What needs to be done. Rewrite the part of the entries that opens with the line containing "locate walker's logo" and runs through the end of the entries as a Markdown table. Use a Row column for the row number and a Line column for the line, and leave out blank lines.

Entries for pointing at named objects

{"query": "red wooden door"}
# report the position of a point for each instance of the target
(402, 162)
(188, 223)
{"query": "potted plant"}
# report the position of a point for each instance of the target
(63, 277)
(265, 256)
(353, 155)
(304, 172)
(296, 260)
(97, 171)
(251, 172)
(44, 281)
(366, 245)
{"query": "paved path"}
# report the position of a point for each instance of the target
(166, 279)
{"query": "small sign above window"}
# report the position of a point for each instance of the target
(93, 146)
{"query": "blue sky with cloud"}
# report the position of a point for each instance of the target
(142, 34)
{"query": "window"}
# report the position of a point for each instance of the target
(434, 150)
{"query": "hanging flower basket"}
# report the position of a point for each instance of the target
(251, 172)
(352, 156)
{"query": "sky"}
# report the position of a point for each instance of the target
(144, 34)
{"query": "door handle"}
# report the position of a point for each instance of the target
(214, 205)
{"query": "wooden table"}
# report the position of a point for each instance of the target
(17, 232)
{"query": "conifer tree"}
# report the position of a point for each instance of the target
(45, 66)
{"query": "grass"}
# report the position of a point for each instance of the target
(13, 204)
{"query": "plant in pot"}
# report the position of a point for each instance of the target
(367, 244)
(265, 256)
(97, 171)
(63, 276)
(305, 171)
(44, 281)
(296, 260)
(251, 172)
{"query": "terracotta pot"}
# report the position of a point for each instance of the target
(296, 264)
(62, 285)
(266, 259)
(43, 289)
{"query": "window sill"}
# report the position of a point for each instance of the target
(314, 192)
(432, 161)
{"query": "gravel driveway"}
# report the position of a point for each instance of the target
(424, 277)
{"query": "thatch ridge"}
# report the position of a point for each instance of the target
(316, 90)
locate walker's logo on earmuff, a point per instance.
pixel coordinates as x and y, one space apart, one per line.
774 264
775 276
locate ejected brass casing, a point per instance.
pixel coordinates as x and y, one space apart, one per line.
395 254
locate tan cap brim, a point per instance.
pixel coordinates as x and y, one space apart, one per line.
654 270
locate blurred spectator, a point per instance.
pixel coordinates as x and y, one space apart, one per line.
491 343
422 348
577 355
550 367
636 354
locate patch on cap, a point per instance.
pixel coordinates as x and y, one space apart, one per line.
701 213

Answer to this task.
| Row | Line |
|---|---|
| 1 | locate walker's logo on earmuff, a point per instance. |
| 2 | pixel coordinates as x and y, one space apart, one per line. |
| 3 | 774 264 |
| 4 | 775 276 |
| 5 | locate ejected brass casing, a point per instance. |
| 6 | pixel coordinates as x and y, one space apart, one per line. |
| 7 | 395 254 |
| 8 | locate tan cap brim, a point per instance. |
| 9 | pixel coordinates as x and y, one space apart, one per line. |
| 10 | 654 270 |
| 11 | locate blurred spectator, a point per instance. |
| 12 | pixel coordinates as x and y, one space apart, one per line. |
| 13 | 491 343 |
| 14 | 422 348 |
| 15 | 577 355 |
| 16 | 550 367 |
| 17 | 636 354 |
| 18 | locate patch on cap, a point per instance. |
| 19 | pixel coordinates as x and y, one space apart, one per line. |
| 20 | 701 213 |